Case Law In re Santoli

In re Santoli

Document Cited Authorities (8) Cited in Related

TIRELLI LAW GROUP, LLC, Counsel for Debtor, 50 Main Street, Suite 1265, White Plains, New York 10606, By: Linda M. Tirelli, Esq.

HILL WALLACK LLP, Counsel for NewRez LLC d/b/a Shellpoint Mortgage Servicing in its capacity as servicer for Bank of New York Melon f/k/a the Bank of New York as Trustee for the Certificateholders of CWMBS, Inc., CHL Mortgage Pass-Through Trust 2006-20 Mortgage Pass-through Certificates, Series 2006-20, 575 Lexington Avenue, Fourth Floor, New York, New York 10022, By: Michael T. Rozea, Esq., Raquel Felix, Esq.

MEMORANDUM OF DECISION AND ORDER

SEAN H. LANE, UNITED STATES BANKRUPTCY JUDGE

Before the Court is Lorraine Santoli's (the "Debtor") request under 11 U.S.C. § 506(d) to void the lien of Bank of New York Melon ("BNYM") on the Debtor's real property. This request is the sole issue left undecided following the Court's June 2, 2021 bench ruling granting the Debtor's motion objecting to BNYM's Proof of Claim No. 2-1. See Hr'g Tr., June 2, 2021 [ECF No. 101]; Debtor's Motion Objecting to Claim 2-1 (the "Expungement Motion") [ECF No. 34]; NewRez LLC d/b/a Shellpoint Mortgage Servicing ("Shellpoint") in its capacity as servicer for Bank of New York Mellon Supplemental Papers Objecting to Debtor's Request to Void the Lien ("Shellpoint's Supplemental Response") [ECF No. 95]; Debtor's Supplemental Statement in Support of Debtor's Motion Objecting to POC-2 ("Debtor's Supplemental Statement") [ECF No. 96]. Also before the Court is Shellpoint's related Motion for Relief from the Automatic Stay ("Shellpoint's Stay Relief Motion") [ECF No. 46-1]. For the reasons set forth below, the Debtor's request to void the lien is denied and Shellpoint's Stay Relief Motion is denied.

Information provided ->
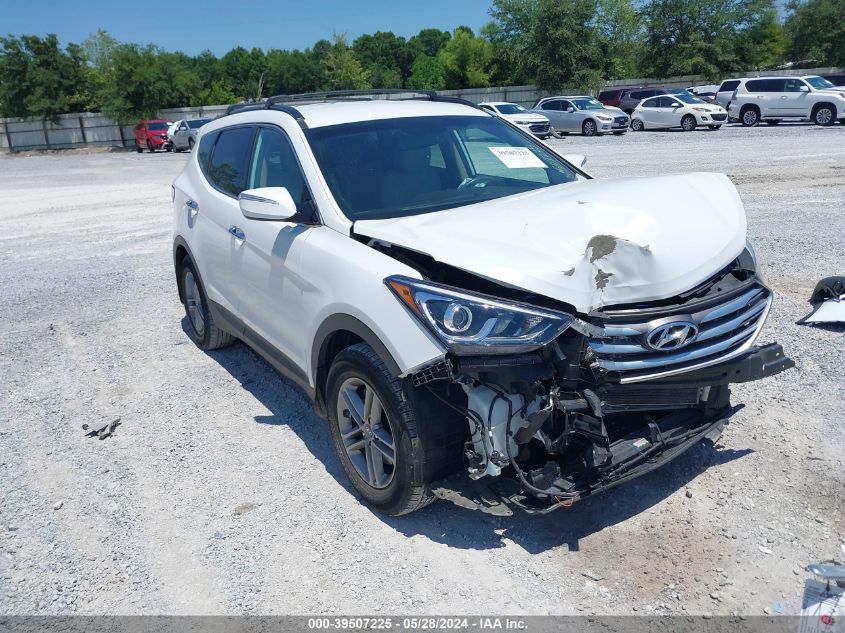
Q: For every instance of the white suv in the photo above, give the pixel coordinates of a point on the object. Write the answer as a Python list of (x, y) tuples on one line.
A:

Stated goal ->
Repeat the court ruling starting with "HILL WALLACK LLP, Counsel" and going on through "Raquel Felix, Esq.", renaming "Fourth Floor" as "Fifth Floor".

Answer to this exercise ->
HILL WALLACK LLP, Counsel for NewRez LLC d/b/a Shellpoint Mortgage Servicing in its capacity as servicer for Bank of New York Melon f/k/a the Bank of New York as Trustee for the Certificateholders of CWMBS, Inc., CHL Mortgage Pass-Through Trust 2006-20 Mortgage Pass-through Certificates, Series 2006-20, 575 Lexington Avenue, Fifth Floor, New York, New York 10022, By: Michael T. Rozea, Esq., Raquel Felix, Esq.